§ Material:
____________________

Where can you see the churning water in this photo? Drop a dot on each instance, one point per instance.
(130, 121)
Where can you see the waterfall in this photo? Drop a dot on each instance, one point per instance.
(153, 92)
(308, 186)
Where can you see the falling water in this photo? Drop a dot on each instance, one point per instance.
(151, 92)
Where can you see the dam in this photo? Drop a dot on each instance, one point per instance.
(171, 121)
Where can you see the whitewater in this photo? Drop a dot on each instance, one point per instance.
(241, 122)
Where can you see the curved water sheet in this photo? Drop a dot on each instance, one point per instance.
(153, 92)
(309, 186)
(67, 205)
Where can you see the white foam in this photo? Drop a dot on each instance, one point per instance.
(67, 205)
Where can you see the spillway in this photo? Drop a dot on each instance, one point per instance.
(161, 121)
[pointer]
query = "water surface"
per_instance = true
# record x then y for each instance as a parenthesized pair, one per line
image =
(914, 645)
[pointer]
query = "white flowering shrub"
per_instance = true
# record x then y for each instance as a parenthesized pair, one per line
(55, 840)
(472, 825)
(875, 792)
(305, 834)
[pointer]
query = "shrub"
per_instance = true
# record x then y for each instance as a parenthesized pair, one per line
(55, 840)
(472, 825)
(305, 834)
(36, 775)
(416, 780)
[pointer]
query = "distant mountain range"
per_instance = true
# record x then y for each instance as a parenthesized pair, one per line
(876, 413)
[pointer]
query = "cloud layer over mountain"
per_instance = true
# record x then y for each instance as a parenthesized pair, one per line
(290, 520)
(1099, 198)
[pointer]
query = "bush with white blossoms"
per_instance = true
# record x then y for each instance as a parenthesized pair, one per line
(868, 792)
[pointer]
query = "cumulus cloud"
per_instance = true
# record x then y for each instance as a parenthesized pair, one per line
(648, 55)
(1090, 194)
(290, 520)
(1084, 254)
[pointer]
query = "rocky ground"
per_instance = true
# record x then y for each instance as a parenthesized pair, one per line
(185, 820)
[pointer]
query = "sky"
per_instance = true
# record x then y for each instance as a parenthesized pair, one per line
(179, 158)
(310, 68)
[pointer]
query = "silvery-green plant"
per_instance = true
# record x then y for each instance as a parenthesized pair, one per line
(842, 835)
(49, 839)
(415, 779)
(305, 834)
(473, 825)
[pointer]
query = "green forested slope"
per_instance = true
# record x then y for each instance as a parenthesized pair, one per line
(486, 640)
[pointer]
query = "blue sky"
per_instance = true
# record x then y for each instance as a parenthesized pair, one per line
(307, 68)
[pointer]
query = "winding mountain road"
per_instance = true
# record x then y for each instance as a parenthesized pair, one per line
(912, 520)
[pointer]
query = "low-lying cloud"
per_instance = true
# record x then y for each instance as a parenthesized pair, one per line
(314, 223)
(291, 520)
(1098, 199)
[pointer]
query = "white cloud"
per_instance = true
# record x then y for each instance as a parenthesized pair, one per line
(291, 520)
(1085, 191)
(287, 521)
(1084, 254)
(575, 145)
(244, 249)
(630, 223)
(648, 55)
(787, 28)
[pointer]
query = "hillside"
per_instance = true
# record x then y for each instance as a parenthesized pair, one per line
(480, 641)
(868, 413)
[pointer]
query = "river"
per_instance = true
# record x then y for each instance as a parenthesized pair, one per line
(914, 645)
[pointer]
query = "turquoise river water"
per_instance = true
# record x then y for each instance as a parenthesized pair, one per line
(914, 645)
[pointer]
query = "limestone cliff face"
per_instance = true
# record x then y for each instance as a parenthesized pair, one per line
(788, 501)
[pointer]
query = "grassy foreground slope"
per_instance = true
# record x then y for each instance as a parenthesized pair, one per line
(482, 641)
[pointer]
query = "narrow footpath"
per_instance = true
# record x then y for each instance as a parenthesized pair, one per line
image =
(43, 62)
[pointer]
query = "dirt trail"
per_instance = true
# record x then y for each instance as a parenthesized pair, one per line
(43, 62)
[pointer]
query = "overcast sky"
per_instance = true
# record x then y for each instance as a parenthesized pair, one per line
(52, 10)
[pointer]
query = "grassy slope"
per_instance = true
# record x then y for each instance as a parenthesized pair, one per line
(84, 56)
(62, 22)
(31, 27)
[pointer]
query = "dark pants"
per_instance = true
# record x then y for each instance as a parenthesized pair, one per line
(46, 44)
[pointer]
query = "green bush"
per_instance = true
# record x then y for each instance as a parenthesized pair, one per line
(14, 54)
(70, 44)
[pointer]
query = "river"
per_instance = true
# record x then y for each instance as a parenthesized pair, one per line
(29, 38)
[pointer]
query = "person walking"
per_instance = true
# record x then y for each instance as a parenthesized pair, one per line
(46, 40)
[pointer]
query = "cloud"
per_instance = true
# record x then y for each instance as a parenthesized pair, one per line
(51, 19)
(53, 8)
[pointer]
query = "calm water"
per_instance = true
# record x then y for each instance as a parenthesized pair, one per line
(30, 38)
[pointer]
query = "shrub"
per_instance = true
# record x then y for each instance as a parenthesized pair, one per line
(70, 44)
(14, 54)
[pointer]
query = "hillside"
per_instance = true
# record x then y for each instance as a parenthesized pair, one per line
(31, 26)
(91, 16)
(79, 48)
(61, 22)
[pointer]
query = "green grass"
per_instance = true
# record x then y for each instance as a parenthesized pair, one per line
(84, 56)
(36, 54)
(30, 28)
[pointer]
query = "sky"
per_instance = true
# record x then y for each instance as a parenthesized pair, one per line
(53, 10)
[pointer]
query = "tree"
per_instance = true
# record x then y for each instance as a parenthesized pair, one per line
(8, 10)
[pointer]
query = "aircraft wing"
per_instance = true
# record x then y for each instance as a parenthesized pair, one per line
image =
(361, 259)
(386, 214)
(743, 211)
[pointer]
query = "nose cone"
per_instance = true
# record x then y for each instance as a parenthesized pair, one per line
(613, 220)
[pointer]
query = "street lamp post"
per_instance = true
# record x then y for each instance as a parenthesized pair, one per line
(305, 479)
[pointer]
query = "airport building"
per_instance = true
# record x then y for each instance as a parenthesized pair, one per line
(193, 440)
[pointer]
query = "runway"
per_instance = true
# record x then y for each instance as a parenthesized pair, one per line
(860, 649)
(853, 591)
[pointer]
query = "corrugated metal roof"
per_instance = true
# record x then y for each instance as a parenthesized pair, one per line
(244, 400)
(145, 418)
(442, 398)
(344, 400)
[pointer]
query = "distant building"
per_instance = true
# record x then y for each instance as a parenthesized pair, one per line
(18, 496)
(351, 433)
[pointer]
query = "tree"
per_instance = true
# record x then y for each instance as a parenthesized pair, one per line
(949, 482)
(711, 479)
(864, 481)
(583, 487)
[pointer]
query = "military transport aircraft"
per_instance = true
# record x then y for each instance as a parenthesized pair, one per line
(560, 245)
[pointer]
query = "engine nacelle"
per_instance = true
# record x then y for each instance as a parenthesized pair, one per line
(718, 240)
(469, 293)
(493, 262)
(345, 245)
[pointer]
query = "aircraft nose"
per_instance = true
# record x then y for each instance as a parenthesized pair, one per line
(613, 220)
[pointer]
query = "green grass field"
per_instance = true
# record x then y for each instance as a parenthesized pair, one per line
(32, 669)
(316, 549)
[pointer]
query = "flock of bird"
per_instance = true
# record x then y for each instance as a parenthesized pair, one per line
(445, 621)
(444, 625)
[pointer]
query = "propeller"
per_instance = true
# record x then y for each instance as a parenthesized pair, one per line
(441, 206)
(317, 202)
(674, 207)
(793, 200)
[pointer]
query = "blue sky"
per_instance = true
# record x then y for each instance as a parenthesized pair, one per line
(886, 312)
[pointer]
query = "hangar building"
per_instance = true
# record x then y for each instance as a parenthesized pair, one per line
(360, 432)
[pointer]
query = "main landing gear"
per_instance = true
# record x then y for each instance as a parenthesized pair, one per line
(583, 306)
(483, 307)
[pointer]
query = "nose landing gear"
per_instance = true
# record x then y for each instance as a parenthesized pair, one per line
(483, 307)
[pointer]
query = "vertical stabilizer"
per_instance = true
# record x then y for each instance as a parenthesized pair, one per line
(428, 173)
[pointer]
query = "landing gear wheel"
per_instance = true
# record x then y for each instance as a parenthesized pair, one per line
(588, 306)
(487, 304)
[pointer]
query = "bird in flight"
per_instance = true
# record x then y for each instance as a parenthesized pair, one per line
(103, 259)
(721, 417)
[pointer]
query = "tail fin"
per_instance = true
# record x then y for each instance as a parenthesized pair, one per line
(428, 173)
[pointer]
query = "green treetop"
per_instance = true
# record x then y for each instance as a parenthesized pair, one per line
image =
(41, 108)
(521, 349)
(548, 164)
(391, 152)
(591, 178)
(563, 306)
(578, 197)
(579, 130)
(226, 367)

____________________

§ Challenge: Copy out every line in the records that contains the word "cloud".

§ Task answer:
query = "cloud layer over mountain"
query = "cumulus cloud"
query = "low-lying cloud"
query = "white cloud"
query = "cloud"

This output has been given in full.